Répondez à partir de l'entretien avec les six inculpés :
(a) Durant quelle nuit les inculpés ont-ils été arrêtés près du palais de région des Pays de la Loire ?
(b) Combien de personnes au maximum sont venues les soutenir le jour du premier procès ?
(c) Qui incarne la légalité républicaine française, selon Kevin ?

- _Extrait du document_:
+ + + + +

44=Breizh interviewe les 6 inculpés

A la veille du procès d’Awen, Ewan, Hoel, Kevin, Mael et Youenn, le collectif 44=Breizh a voulu donner la parole aux inculpés pour qu’ils racontent le sens de leur engagement en faveur de l’unité territoriale de la Bretagne.

44=Breizh : Bonjour, racontez-nous un peu ce qui vous vaut de passer en jugement une deuxième fois, à la cour d’appel de Rennes cette fois-ci …

Awen : La nuit du 29 au 30 décembre 2008, nous sommes arrêtés près du palais de région des Pays de la Loire, après avoir barbouillé sa façade en signe de protestation face au refus de l’exécutif régional de mettre fin à la situation intolérable de la partition de la Bretagne. Quelques temps avant, nous avions tagué des trains TER Pays de la Loire afin de contester la communication outrancière de cette institution, orienté edans un but de création identitaire. Arrestations musclées, pressions psychologiques, nous passons jusqu’à 40 heures de garde-à-vue.

44=Breizh : Suite à cela, vous passez en procès une première fois le 12 février. Le contexte est-il favorable, y a-t-il une mobilisation autour de vous ?

Hoel : Absolument, la solidarité s’organise autour du collectif 44=Breizh : manifestations, tractages, campagne d’information et de récolte de fonds. Nous obtenons aussi le soutien de dizaines de personnalités politiques, d’associations, d’organisations politiques, de la société civile, venant de Bretagne ou d’ailleurs. Le jour du procès, il y aura jusqu’à 300 personnes pour nous soutenir. La salle d’audience est bondée et l’assistance nous est clairement acquise !

44=Breizh : C’est donc un procès à tonalité politique ?

Kevin : Notre engagement et évidemment politique, et bien que les magistrats essaient de réduire l’affaire à sa simple dimension factuelle, nous arrivons à faire de ce procès une tribune de dénonciation du problème de la partition. L’intervention de notre avocat et des différents témoins contribue fortement à alimenter cet aspect. Ce qui en ressort, c’est une opposition entre la légalité républicaine française incarnée par le vice-procureur et la légitimité de l’action militante face au déficit démocratique en Bretagne. A travers notre action, ce sont clairement l’existence et l’organisation de la région qui sont visés.

+ + + + +

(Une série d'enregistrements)
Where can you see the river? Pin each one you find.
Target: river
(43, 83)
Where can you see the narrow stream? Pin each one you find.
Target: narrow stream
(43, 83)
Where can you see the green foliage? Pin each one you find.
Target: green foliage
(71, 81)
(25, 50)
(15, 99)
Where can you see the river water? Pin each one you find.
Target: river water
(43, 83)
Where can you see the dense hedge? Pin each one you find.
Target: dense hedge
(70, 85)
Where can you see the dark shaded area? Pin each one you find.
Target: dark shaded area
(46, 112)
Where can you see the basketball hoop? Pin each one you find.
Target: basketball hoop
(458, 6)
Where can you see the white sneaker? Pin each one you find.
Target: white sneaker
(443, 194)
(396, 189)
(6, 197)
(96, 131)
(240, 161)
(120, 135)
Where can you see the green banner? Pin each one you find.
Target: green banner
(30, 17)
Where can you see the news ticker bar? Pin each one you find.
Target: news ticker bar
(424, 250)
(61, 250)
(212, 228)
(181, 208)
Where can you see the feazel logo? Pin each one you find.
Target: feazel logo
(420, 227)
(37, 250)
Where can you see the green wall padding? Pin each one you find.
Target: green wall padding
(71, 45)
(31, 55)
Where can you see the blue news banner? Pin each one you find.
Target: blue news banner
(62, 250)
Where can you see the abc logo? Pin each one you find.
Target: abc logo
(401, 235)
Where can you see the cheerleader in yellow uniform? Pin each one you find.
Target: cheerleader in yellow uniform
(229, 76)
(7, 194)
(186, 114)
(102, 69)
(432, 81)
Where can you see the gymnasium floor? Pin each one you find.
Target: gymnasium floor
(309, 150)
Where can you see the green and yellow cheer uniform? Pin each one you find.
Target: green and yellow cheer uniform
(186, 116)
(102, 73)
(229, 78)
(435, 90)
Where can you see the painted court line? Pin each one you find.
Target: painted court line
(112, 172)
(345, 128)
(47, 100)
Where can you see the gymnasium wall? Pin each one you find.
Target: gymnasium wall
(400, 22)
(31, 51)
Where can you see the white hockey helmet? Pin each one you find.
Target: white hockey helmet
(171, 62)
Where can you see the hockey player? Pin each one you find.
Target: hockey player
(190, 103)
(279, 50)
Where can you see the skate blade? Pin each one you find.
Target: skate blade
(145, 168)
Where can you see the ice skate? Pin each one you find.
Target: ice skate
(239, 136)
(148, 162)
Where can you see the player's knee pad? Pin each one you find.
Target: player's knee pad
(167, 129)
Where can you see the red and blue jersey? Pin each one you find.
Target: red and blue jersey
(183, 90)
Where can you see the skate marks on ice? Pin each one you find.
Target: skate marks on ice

+ + + + +

- _Réponse attendue_:
(a) La nuit du 29 au 30 décembre 2008.
(b) Jusqu'à 300 personnes.
(c) Le vice-procureur.